DATA SHOWN:
** Begin **
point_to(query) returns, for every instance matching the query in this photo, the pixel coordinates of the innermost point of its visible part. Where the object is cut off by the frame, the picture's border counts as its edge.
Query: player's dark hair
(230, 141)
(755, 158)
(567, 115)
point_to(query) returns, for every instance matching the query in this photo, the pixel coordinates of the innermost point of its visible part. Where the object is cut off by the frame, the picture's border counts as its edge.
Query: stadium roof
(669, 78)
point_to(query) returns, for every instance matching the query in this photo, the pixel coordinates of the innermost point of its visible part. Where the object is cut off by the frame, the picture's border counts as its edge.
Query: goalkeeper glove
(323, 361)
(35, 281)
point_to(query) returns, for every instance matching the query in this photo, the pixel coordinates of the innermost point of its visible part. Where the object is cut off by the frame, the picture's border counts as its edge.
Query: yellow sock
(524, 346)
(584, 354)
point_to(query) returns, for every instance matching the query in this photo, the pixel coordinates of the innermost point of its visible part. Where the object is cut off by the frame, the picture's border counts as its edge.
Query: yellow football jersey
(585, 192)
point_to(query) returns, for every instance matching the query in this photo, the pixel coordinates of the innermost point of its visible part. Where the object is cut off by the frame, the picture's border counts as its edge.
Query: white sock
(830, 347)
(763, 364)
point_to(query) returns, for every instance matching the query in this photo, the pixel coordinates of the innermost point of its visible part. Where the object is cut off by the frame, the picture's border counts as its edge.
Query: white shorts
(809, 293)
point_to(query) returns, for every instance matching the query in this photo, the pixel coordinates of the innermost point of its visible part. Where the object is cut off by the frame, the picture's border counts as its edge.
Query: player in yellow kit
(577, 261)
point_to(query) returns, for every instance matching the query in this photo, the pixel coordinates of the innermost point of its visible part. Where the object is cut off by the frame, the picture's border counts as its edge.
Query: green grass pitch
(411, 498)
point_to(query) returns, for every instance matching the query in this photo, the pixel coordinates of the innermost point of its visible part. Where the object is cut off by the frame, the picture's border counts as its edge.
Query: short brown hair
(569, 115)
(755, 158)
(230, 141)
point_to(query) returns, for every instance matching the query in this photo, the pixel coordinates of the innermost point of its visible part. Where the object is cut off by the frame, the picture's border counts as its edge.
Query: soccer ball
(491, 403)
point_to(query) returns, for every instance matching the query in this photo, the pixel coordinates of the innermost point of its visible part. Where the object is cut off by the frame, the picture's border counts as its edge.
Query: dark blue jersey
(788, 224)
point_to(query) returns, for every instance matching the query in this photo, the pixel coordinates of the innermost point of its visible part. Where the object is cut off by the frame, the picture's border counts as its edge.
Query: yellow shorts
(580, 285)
** End **
** Begin **
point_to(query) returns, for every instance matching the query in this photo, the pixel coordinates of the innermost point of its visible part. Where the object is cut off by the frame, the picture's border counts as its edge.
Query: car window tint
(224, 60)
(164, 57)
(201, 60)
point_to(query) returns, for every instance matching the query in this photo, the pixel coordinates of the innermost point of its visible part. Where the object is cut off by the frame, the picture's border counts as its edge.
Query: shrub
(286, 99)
** End **
** Begin **
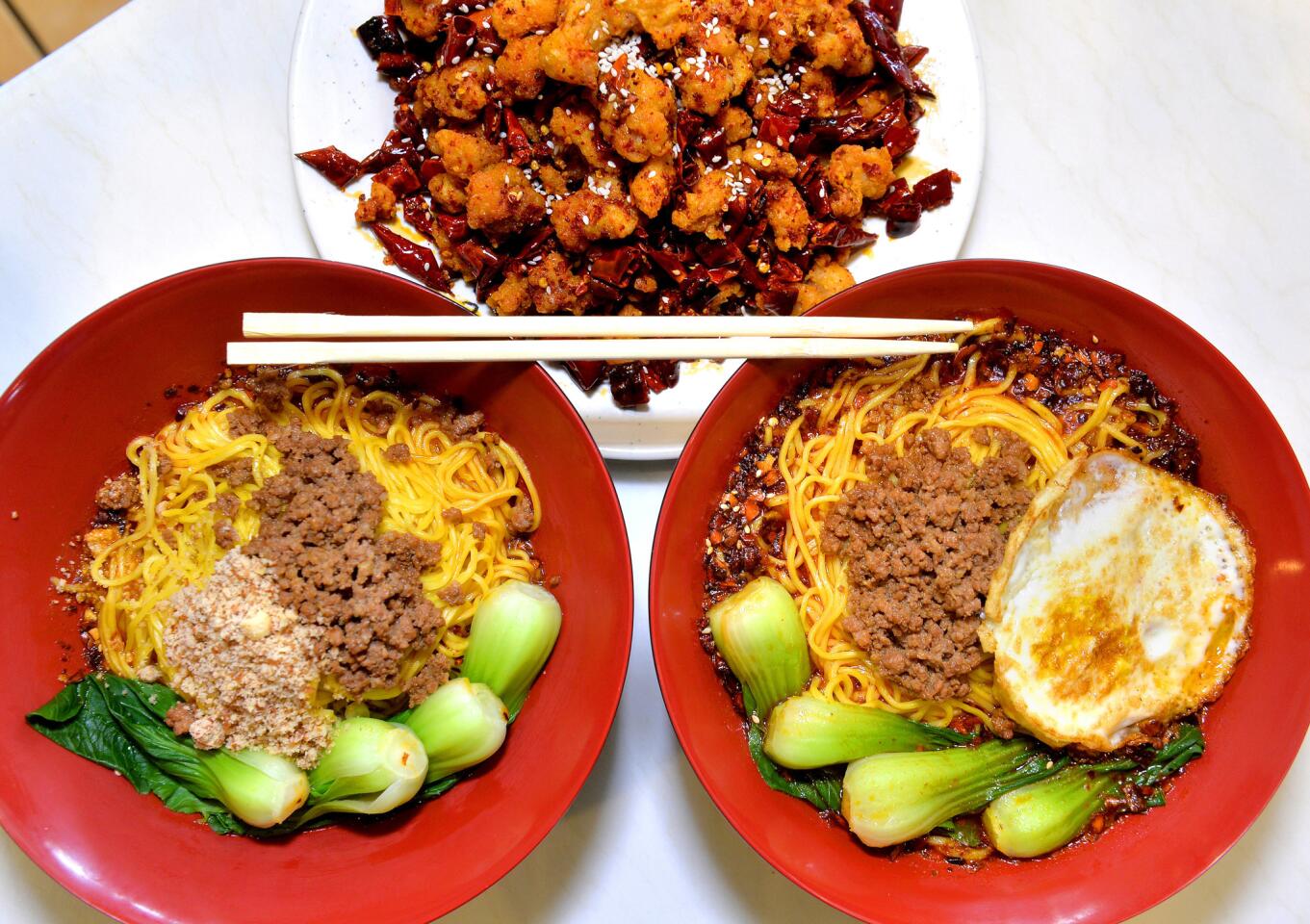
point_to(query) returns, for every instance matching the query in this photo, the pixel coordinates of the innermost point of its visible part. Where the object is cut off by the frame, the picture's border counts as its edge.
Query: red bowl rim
** End **
REQUIREMENT: Please count the lines of the rows above that contain the word "player", and reply with only that number.

EXPECTED OUTPUT: 2